── Passage to read
Since the derived exact couple is an exact couple, there is nothing stopping us from defining the derived exact couple of the derived exact couple. Then do it again, and again, … . Obviously, if we aren’t careful we’ll lose track of where we are, so choosing notation is essential. Suppose ${(D, E)}$ form an exact couple. Then let ${D^1=D}$ and ${E^1=E}$. Next let ${D^2=D'}$ and ${E^2=E'}$. This inductively gives us that ${D^{r+1}=(D^r)'}$ and ${E^{r+1}=(E^r)'}$. In each of these we get three maps which tell us that each stage is an exact couple ${i^r: D^r\rightarrow D^r}$, also ${j^r: D^r\rightarrow E^r}$, and ${k^r: E^r\rightarrow D^r}$.

Since the triangle is exact, defining (which technically already happened in the definition of ${E^{r+1}}$) ${d^r: E^r\rightarrow E^r}$ by ${d^r=j^r\circ k^r}$ we get a chain complex and can take homology. We say that ${\{(E^r, d^r)\}_{\{r\geq 1\}}}$ is the spectral sequence associated to the exact couple. Note that ${E^{r+1}=H(E^r, d^r)}$.

This is probably incredibly useless for people wanting to know what a spectral sequence is and how it is used. But in general we are going to have a lot more information floating around than just this abstract exact couple. More specifically, we have to get the exact couple somehow, and the process of forming it will give us things to work with. The other thing is that we want to know that ${\displaystyle \lim_{r\rightarrow\infty}(E^r, d^r)}$ converges in some sense to something, and hopefully we have information about what this “${E^\infty}$” term is.

I don’t want to go through an entire example today, but we’ll set up the situation for the example (for those who have seen this, it will be the Serre Spectral Sequence).

Suppose we have a chain complex ${K}$. Then given a filtration ${\cdots \subset K^n\subset K^{n+1}\subset \cdots \subset K}$ (not necessarily starting at the 0 complex or ending at the total complex, but the ${j}$th grade of any ${K^n}$ should be a submodule of the ${j}$th grade of ${K}$ and the submodules should respect the differentials). Then we will get a short exact sequence of chain complexes ${0\rightarrow K^{P-1}\rightarrow K^P\rightarrow K^P/K^{P-1}\rightarrow 0}$. This is just because it works trivially on each grade.
────
| What you should do |
Extend the passage on exact couples and spectral sequences, starting after its last sentence.
── Data extract
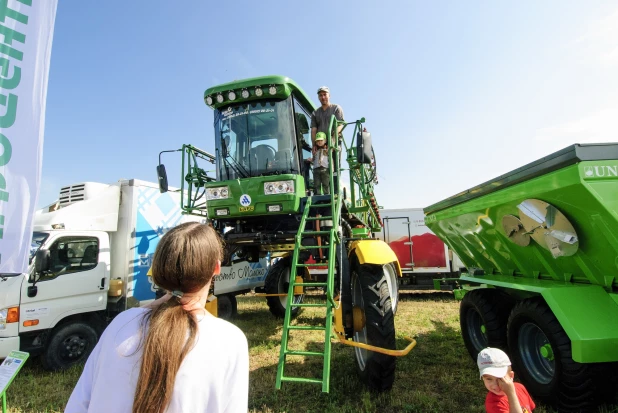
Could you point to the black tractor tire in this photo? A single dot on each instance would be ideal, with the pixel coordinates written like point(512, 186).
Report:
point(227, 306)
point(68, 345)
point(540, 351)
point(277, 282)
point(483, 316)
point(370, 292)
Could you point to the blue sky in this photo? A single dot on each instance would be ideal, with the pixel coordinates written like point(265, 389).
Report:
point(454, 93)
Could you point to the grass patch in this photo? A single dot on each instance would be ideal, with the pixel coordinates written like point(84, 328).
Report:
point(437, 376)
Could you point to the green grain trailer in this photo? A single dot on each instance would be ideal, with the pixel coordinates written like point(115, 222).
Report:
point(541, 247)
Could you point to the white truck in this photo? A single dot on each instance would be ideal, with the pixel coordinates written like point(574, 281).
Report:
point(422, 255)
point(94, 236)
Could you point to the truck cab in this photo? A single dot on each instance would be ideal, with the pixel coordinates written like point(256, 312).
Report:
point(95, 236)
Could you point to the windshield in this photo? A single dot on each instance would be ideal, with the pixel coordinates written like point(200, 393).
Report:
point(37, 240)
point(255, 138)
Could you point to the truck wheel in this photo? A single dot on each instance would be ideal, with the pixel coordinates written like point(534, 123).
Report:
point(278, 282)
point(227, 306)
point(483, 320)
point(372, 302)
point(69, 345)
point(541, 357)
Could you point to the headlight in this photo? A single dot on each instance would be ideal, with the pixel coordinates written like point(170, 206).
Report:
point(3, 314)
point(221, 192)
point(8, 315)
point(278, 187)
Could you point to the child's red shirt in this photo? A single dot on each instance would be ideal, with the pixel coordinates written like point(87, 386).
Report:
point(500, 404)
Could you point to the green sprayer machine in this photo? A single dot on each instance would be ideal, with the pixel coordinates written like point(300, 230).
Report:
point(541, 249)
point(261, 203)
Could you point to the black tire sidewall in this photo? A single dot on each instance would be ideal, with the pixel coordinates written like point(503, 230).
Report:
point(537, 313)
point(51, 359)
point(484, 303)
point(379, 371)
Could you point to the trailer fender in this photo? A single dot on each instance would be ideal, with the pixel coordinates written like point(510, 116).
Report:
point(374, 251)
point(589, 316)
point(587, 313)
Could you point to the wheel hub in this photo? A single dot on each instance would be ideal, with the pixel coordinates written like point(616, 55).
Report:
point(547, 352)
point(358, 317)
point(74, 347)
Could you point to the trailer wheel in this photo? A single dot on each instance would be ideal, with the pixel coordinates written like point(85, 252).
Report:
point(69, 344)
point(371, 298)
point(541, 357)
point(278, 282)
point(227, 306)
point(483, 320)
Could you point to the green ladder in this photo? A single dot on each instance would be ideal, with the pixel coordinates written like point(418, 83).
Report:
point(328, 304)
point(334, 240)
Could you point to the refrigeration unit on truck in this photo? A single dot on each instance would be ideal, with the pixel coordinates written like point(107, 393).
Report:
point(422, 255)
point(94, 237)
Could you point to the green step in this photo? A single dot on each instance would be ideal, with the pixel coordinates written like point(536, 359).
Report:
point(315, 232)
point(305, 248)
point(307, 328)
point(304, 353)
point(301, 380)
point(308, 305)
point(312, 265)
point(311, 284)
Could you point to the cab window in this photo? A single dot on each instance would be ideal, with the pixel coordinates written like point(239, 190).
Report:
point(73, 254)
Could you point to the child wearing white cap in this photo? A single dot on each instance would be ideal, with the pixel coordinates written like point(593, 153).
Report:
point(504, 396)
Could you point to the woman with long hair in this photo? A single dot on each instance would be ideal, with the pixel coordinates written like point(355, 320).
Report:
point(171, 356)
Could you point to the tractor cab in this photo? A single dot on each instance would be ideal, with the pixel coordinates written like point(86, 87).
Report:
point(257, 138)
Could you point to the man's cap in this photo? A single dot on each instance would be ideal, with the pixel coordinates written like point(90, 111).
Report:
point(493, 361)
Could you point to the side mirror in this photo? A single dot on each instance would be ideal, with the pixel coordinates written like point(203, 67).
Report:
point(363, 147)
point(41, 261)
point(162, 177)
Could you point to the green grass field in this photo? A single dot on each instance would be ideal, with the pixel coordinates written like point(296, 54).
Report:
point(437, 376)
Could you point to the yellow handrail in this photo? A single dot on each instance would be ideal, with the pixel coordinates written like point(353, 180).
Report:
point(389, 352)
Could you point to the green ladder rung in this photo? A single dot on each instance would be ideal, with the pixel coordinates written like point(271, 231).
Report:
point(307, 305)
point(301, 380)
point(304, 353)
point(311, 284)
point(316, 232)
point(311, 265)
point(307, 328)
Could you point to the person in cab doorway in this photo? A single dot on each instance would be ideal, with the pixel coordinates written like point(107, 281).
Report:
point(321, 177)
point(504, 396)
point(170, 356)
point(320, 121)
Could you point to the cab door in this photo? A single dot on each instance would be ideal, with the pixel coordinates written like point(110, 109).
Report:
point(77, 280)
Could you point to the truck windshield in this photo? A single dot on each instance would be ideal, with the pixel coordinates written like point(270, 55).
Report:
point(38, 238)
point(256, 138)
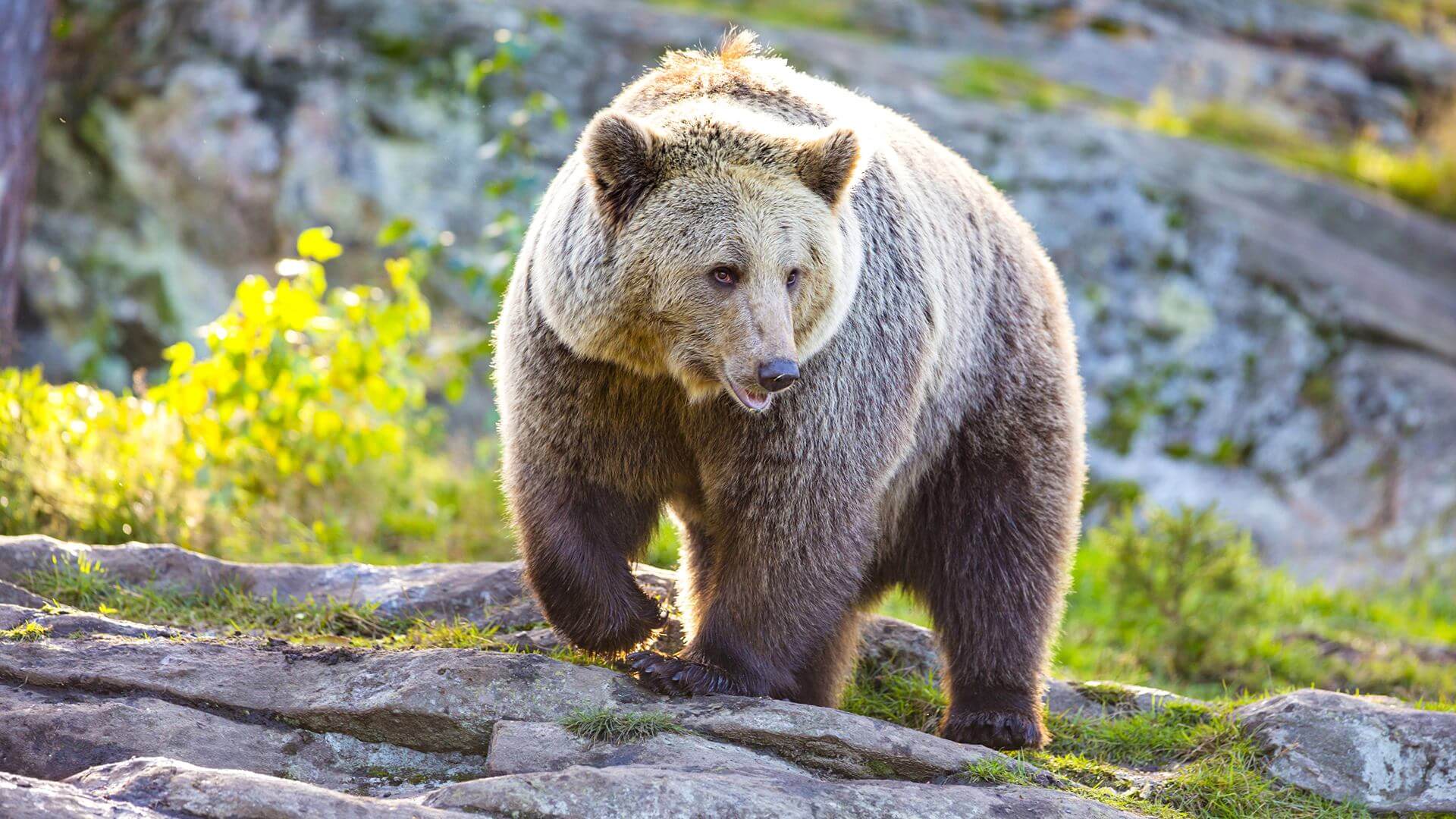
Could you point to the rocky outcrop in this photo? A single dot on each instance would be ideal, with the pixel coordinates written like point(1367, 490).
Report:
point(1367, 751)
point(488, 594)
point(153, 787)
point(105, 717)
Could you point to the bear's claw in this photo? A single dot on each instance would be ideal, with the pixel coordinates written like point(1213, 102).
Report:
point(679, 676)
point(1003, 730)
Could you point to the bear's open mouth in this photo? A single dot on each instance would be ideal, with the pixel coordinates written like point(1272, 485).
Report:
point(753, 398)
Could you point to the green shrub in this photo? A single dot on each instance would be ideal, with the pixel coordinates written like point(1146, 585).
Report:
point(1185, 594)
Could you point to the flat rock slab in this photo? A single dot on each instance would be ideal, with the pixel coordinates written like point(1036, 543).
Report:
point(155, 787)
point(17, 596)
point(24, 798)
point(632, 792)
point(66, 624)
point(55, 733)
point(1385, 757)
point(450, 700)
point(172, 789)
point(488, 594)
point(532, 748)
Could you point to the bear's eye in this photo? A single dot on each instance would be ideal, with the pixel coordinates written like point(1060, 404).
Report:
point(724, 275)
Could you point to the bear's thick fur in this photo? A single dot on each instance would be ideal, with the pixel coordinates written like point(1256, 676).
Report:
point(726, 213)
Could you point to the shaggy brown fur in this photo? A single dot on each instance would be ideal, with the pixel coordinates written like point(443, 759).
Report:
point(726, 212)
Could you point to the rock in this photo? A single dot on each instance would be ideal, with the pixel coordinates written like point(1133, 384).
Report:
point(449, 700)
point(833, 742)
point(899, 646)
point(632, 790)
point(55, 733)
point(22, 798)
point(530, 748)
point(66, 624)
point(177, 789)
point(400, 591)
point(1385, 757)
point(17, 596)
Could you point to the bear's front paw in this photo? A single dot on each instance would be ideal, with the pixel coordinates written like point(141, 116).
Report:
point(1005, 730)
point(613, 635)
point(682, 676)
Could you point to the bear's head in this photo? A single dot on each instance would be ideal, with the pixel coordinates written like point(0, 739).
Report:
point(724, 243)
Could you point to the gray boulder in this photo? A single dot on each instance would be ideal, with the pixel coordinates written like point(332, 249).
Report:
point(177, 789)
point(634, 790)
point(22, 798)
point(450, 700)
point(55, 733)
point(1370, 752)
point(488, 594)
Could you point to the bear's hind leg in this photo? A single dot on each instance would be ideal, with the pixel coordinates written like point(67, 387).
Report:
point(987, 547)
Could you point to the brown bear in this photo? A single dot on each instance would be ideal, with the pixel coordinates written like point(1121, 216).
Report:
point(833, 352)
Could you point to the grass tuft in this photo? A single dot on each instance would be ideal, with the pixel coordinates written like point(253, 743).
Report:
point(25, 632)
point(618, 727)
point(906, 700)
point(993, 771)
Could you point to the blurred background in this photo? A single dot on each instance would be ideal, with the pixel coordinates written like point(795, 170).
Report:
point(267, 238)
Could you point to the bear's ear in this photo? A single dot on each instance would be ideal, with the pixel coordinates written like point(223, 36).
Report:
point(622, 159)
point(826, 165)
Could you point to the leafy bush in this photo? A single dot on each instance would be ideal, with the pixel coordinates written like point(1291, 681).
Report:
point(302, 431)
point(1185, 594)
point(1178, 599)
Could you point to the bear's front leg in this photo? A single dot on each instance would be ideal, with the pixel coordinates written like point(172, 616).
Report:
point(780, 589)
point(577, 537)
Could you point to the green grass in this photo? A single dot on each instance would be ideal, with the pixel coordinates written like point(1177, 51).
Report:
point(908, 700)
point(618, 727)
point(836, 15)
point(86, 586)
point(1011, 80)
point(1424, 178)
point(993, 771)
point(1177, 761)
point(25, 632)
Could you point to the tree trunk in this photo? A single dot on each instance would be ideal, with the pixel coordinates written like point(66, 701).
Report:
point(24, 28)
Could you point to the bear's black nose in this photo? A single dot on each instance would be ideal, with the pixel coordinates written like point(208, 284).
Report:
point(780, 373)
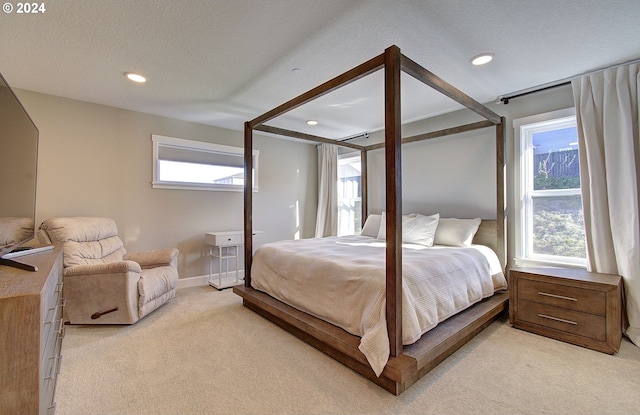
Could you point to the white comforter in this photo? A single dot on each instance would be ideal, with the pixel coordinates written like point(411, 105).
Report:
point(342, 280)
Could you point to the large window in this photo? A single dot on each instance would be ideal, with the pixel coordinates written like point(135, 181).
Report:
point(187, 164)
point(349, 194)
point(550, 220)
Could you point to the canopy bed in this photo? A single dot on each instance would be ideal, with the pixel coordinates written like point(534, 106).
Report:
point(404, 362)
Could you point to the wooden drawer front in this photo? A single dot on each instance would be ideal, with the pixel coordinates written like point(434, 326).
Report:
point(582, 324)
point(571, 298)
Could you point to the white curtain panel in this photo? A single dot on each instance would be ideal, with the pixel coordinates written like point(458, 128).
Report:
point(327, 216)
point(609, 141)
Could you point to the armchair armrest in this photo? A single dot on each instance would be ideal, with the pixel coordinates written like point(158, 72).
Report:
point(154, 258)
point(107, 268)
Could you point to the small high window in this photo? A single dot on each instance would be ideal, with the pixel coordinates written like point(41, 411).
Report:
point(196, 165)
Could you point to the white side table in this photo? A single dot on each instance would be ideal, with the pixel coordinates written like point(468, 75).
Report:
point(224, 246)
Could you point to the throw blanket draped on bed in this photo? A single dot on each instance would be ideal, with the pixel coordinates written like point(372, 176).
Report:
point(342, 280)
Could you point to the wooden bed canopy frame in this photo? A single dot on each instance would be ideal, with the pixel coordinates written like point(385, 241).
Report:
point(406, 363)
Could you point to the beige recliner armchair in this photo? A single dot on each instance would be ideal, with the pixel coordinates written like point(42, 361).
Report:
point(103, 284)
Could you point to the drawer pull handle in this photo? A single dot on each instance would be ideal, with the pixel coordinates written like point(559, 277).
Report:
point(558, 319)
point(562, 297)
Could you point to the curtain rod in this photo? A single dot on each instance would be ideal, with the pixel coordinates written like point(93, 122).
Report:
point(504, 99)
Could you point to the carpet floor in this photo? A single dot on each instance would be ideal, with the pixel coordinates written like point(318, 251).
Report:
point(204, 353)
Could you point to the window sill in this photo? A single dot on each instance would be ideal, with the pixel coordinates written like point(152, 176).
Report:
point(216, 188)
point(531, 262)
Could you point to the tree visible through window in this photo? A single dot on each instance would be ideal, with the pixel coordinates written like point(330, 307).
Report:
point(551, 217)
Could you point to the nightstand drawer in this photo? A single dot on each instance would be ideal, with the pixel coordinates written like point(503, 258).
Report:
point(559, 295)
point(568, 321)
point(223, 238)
────
| Reply |
Well, our old standby says that a short exact sequence of chain complexes induces a long exact sequence in homology, so ${\cdots \rightarrow H_n(K^{P-1})\stackrel{i}{\rightarrow} H_n(K^P)\stackrel{j}{\rightarrow} H_n(K^P/K^{P-1})\stackrel{k}{\rightarrow} H_{n-1}(K^{P-1})\rightarrow \cdots}$.

From here we define our exact couple. Let ${D_{p,q}=H_{p+q}(K^p)}$ and ${E_{p,q}=H_{p+q}(K^p/K^{p-1})}$.

Now use the maps given in the long exact sequence.

So ${i_{p,q}: H_{p+q}(K^p)\rightarrow H_{p+q}(K^{p+1})}$ which is really ${D_{p,q}\rightarrow D_{p+1, q-1}}$.

Our ${j_{p,q}: H_{p+q}(K^p)\rightarrow H_{p+q}(K^p/K^{p-1})}$ which maps ${D_{p,q}\rightarrow E_{p,q}}$.

Lastly the map ${k_{p,q}: H_{p+q}(K^p/K^{p-1})\rightarrow H_{p+q-1}(K^{p-1})}$ which maps ${E_{p,q}\rightarrow D_{p-1, q}}$.

Lastly, the differential ${d_{p,q} = j_{p-1, q}\circ k_{p,q}: E_{p,q}\rightarrow E_{p-1, q}}$.

Don’t worry if this seems horribly confusing. We’ll look at a very concrete example next time in which we’ll see that often everyting stays stationary or goes to 0 leaving us with very little. I’ll just try to summarize a little of this filtered chain complex example. We are getting infinitely many exact couples all mingled together somehow. If we think of a ${(p,q)}$-plane, then at each integer valued place we get a group ${E_{p,q}}$. The differential maps move us to the “left” on place. So we have rows of chain complexes for each fixed ${q}$. Remember that when we form the spectral sequence this is really only the ${E^1_{p,q}}$ part. We can think of this term as an entire “sheet” or “page” of groups related to each other. We get a page ${E^r_{p,q}}$ for each ${r\geq 1}$.

Some things that would be nice (and to get you thinking about why this might be useful) is if for each fixed pair ${(p,q)}$ the groups stabilize, i.e. ${E^N_{p,q}=E^{N+1}_{p,q}=\cdots}$. Then we would have a notion of ${E^\infty_{p,q}}$. It would be nice to know how this limit term relates to the original chain complex, or filtration. It would be nice if the spectral sequence limit were somehow independent of the filtration, that way taking a limit of different filtrations would give us information we might not know. Like I said earlier, don’t worry if this post was confusing. It just needed to be done. After some examples, this will probably not seem so bad.

## 3 thoughts on “Exact Couples”

1. soarerz says:

A typo: “Now take D’ = …” paragraph, I think you mean $j' = j \circ i'^{-1}$.

2. hilbertthm90 says:

Thanks. That is definitely what I wanted.

3. mathmandan says:

Hi,

I would tend to disagree with the earlier commenter: I think you mean to think of $j'$ as $j \circ i^{-1}$, where you think of $i$ as a function $D \to D'$. The reason is that when you’re looking for inverse images for elements of $D'$, you’ll find them for $i$ but not necessarily for $i'$.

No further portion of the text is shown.